> _Extract provided_
**********

Due to some weird database shenanigans that have been going on, it’s been impossible to get what remains of Black+White up on the net in any kind of sustainable or useful way.
First it wasn’t indexable by Google, as the pages are generated dynamically, then we lost the CMS (we think it’s in Toxteth) and now all the internal linking structure has gone to cock.
So, I’ve given up on ever getting it on the web in any kind sustainable fashion, and decided to simply cannibalise some of the choice stuff on the blog. I’ve run out of time and patience and lost the inclination to faff about with it any more – even though I retain a lot of affection and pride for that time in my life and the people who made it what it was (I’m pouring out a metaphorical beer for my homies as I type this).
If you don’t know what the hell I’m on about, I used to edit a Liverpool in magazine that kicked the arses of all the other ones. If you’re of a mind to, you can still flick through the site by changing the number on the end of the article URLs to anywhere between one and 300. Think of it as a kind of lucky dip. Well, mainly lucky.
I’m about to embark on another, similar project, which has the advantage over B+W of starting its life online, and therefore not costing tens of thousands of pounds. Think of it as a new ship leaving a dry dock, passing the rusting hulk of its predecessor on the way out.
Anyway, here’s one of the highlights of those old B+W editions; Che’s gonzo, strangely but aptly troubled interview with Alexei Sayle.
Picking up the rumbling mobile, the ‘1 new message’ read “How ’bout Alexei Sayle he’s got a new book out + said some dodgy stuff bout Hillsborough,” and thus the assignment began.
Having already polished off his previous collection of short stories under the title of The Dog Catcher, confidence was high that a novel was quite achievable, even if there was less than a week to get through it.
Jocasta, whose name had decreed since birth that she had to work in media, had arranged to send the new novel by Friday, and the interview would take place on the Thursday.
Friday became Saturday morn as the wonderful postal service had, in their almighty wisdom, sent the book to a sorting office selected at random from their list of ‘not on any map’ sites. Now there was five days to get it read, actually four as Saturday would be taken up with other work, no, actually two as the ‘1 new voice message’ informed me that the interview would now be on Tuesday. Great.

**********

> _What to work on_
a) Answer these from the Black+White post:
(i) What does the writer think is in Toxteth?
(ii) Between which two numbers can the end of the article URLs be changed?
(iii) To which day was the Alexei Sayle interview moved?
b) Carry on the Black+White post, picking up right after "Great."

Coordinate annotation records
**********

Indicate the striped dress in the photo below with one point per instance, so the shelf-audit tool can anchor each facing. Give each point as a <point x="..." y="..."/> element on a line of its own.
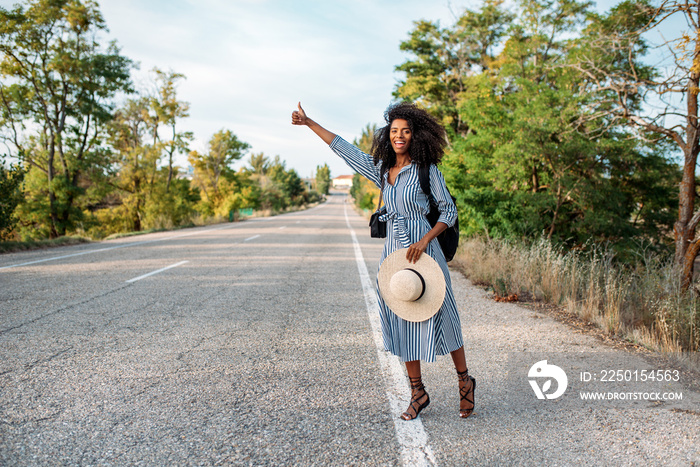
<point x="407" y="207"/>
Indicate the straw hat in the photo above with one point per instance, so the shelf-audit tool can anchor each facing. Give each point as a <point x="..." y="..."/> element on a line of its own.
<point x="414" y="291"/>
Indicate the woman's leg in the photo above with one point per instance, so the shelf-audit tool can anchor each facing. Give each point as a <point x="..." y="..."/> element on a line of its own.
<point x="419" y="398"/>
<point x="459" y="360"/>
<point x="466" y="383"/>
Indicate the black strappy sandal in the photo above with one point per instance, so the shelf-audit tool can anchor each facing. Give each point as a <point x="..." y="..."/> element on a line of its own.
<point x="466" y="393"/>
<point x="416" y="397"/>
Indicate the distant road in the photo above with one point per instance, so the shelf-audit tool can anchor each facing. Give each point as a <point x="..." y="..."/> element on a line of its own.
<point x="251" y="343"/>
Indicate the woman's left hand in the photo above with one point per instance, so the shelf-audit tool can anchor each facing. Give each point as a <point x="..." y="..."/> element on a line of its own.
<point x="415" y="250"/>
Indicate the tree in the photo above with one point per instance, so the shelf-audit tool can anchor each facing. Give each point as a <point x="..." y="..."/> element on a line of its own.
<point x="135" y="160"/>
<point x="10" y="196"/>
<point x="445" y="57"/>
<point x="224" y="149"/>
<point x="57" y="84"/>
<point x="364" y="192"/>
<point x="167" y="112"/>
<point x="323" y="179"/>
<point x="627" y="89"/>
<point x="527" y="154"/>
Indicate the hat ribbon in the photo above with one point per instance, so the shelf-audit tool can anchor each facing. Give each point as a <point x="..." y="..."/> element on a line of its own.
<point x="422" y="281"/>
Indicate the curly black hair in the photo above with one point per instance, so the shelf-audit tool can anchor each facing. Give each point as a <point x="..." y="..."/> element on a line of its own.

**********

> _The replies_
a)
(i) The CMS.
(ii) One and 300.
(iii) Tuesday.

b)
That weekend every available waking moment was spent studying this book, from the unsettling grinning clown on the front cover to the smiling Alexei on the inside back sleeve. A variety of public transport – coaches, buses and parents – all aided the process and, finally, on the 86 to Smithdown Road the last page was turned.
Tuesday rolled around with an equal amount of giddiness and fear, the sort associated with getting to have sex with someone so stunning you’re sure you’ll screw up but are just glad of the chance.
“Hi, it’s Che, I’m supposed to be doing an interview with you.” Pause.
“Er yeah is this for the Jewish Chronicle?” Good start.
After the confusion, the dialogue began stutteringly as a rhythm was sought, general questions about how much was based on Alexei’s own experiences. The fact that since he came from Liverpool and that the book is primarily based in and around the area it would seem to be a lot, but in reality it’s fiction based and the views of the characters. Especially Kelvin – the main character – who does share some of his views and experiences. But is essentially a character in a book, he added.
So what of his own views, I thought, was the famous Comrade Sayle now becoming more conservative in his opinions as seems to happen with age?
“In my case no” he laughed. “I think I’m less condemnatory of right wing people in that I think their views are wrong but I’m sympathetic to how they become like that, I mean that’s part of the subtext of the book.”
But why writing rather than comedy now?
“I like writing more than comedy as it’s less judgmental it’s never just black and white.” Mentally I note the cheap plug that could be drawn from this.
“It’s a deliberate attempt from me as I’m interested in being much more ambiguous and try to make the reader think.”
Was this where the problems arose regarding the Hillsborough disaster and his comments about ‘sentimentality’? Hesitantly and wearily he answered that he was trying to make a much more complex point which got boiled down.
“I was talking about the main character in the book, who suffers a catastrophe. Football has always consoled him but when he goes back to a match after this catastrophe he finds it doesn’t console him any more. That was why I made reference to Hillsborough. It wasn’t a joke.”
I debate whether to push the point further, but realise that the majority of people will have already made their minds up no matter what angle I pursue. Would the fact that his brother-in-law was missing at Hillsborough for over 5 hours gained understanding from those who hate him or just add to their hatred. Grey areas?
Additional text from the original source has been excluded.